WHAT YOU NEED TO DO »
Check each line of the entries for "below" and report the ones that have it.

Top of RAW DATA

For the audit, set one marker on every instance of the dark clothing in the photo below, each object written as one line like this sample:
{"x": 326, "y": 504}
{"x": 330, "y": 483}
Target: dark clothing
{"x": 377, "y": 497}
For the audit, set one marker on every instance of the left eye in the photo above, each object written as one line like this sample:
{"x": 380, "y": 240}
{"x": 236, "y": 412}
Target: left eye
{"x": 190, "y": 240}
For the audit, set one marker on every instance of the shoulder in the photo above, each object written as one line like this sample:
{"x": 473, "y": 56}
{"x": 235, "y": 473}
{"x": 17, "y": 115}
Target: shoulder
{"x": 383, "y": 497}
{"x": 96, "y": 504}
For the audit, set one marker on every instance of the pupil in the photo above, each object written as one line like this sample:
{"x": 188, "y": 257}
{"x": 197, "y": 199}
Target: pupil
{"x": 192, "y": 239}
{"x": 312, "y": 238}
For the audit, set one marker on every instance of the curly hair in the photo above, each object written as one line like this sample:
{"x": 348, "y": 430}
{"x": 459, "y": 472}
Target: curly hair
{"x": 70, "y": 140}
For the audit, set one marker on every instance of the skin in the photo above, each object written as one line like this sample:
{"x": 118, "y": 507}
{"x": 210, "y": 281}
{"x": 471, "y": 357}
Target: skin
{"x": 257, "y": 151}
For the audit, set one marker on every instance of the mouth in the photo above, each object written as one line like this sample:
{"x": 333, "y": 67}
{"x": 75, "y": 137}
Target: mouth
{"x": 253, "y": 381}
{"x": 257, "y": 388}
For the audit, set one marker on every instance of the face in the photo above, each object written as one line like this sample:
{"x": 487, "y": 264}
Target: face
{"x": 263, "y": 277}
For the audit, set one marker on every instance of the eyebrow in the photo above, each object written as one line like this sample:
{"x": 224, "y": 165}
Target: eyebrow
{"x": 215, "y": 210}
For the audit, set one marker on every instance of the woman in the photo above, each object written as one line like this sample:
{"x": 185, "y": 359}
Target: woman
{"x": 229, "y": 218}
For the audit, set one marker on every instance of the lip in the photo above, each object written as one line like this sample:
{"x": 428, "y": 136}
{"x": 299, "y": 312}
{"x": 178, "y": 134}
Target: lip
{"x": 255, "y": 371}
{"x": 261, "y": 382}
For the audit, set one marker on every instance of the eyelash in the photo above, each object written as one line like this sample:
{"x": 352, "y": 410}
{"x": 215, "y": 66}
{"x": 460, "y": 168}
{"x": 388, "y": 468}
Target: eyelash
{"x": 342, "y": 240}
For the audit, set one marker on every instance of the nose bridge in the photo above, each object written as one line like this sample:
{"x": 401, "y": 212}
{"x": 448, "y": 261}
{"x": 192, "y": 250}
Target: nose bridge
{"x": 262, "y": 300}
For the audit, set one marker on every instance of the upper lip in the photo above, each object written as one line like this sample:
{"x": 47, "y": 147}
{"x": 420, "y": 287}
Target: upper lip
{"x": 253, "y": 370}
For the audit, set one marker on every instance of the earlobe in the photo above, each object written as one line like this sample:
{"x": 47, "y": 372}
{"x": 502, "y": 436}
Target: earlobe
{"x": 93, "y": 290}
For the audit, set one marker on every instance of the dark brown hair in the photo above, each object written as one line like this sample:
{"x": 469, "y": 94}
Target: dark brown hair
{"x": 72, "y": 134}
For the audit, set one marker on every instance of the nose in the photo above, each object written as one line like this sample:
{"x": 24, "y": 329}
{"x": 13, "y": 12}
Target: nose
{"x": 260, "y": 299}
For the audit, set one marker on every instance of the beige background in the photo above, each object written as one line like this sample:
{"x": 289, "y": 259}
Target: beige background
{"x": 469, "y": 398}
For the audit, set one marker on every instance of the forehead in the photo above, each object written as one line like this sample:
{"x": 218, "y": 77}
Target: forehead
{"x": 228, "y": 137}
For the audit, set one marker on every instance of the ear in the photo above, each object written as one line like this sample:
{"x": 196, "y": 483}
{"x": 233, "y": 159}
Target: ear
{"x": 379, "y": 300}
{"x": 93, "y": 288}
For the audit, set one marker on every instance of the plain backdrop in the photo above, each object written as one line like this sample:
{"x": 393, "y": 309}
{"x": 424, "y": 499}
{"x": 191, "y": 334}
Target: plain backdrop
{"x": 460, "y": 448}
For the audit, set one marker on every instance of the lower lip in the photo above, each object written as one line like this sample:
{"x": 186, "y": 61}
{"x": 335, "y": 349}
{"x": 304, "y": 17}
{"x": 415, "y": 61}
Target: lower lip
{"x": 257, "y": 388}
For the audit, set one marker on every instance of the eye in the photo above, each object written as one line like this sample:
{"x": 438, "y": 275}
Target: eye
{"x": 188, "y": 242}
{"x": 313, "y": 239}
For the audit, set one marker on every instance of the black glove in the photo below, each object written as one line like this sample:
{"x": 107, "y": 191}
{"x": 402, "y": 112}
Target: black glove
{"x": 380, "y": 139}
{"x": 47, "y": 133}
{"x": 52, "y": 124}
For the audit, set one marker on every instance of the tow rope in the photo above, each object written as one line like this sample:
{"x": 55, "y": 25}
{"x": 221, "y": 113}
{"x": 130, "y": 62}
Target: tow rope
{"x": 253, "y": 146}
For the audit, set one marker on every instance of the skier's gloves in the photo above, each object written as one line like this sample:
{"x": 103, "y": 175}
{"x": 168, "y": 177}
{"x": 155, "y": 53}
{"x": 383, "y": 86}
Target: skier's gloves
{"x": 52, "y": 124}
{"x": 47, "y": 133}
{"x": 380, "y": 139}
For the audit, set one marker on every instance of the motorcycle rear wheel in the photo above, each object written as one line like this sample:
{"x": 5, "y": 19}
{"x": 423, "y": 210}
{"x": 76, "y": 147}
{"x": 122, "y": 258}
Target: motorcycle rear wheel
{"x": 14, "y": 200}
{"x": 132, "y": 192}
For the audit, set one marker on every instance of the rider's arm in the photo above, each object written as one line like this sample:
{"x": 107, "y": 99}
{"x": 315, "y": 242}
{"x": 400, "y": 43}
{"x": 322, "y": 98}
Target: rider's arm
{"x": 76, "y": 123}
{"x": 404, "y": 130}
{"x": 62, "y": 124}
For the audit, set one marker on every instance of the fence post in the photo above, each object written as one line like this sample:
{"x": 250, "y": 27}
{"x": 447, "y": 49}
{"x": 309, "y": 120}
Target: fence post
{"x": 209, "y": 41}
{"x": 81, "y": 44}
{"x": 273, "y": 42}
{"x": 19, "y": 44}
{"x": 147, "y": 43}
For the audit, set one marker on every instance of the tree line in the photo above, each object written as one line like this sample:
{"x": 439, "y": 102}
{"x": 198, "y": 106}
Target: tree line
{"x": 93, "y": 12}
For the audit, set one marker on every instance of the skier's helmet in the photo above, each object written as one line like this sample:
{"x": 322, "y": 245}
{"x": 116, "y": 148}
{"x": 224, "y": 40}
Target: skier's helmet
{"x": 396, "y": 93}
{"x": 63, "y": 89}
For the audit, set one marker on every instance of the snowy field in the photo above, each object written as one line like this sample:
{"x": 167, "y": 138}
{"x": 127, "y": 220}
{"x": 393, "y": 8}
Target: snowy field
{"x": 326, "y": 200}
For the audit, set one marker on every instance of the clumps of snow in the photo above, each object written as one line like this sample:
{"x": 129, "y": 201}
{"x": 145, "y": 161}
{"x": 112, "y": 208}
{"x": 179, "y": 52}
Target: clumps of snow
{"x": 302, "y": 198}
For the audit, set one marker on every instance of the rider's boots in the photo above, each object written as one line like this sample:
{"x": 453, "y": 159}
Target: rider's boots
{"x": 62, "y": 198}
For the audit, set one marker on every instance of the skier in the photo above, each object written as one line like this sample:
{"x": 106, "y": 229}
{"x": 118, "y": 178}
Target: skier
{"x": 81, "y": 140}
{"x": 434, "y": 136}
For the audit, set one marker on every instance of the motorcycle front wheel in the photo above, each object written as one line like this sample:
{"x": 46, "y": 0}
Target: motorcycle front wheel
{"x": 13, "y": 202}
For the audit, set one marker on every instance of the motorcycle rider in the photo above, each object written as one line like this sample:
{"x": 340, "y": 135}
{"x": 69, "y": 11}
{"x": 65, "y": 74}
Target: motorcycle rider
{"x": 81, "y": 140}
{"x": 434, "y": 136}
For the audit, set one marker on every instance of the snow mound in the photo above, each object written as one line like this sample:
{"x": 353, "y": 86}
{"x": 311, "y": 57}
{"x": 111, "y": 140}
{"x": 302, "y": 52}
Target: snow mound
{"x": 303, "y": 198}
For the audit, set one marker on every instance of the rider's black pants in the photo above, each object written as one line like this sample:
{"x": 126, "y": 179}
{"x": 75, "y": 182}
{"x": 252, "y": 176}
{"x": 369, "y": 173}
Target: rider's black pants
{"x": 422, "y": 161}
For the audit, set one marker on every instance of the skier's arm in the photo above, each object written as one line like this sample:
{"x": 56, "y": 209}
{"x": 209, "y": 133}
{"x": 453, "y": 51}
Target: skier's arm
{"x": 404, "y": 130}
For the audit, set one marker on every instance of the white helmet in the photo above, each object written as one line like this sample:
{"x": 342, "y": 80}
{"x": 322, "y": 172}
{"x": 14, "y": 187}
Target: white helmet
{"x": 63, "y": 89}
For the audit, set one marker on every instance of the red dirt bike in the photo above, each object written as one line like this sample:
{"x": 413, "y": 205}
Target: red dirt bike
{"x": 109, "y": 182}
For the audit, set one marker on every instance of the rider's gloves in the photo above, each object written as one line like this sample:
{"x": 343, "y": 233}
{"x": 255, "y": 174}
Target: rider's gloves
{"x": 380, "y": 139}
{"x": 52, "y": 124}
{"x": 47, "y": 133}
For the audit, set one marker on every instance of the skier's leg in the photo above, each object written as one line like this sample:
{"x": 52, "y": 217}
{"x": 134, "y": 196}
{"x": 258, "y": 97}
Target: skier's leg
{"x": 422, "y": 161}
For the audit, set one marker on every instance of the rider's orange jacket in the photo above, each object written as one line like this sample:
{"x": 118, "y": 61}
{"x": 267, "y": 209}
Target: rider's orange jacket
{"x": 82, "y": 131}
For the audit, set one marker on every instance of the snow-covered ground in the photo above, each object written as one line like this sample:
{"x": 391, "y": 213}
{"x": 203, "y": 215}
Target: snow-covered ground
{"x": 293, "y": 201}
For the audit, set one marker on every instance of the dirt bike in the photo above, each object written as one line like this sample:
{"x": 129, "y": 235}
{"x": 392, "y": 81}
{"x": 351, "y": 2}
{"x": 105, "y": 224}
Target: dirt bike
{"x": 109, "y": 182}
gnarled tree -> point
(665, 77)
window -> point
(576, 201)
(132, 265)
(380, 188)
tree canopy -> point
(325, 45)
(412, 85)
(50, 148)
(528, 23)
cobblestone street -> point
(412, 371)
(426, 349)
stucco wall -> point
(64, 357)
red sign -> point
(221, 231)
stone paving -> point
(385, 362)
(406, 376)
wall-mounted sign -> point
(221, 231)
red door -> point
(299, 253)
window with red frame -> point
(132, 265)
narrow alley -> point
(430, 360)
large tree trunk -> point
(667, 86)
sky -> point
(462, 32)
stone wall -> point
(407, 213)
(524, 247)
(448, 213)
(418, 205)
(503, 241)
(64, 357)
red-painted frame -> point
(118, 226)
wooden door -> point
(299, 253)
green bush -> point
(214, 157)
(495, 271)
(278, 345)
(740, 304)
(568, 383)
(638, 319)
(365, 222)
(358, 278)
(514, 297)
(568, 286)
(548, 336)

Bottom of RAW DATA

RESULT FOR THIS EXERCISE »
For the audit, set one marker on every instance of the dark clothing in the photo below, each object written as one line like this sample:
For the audit, set one marker on every instance of the black glove in the photo below, each object written as one line like this sample:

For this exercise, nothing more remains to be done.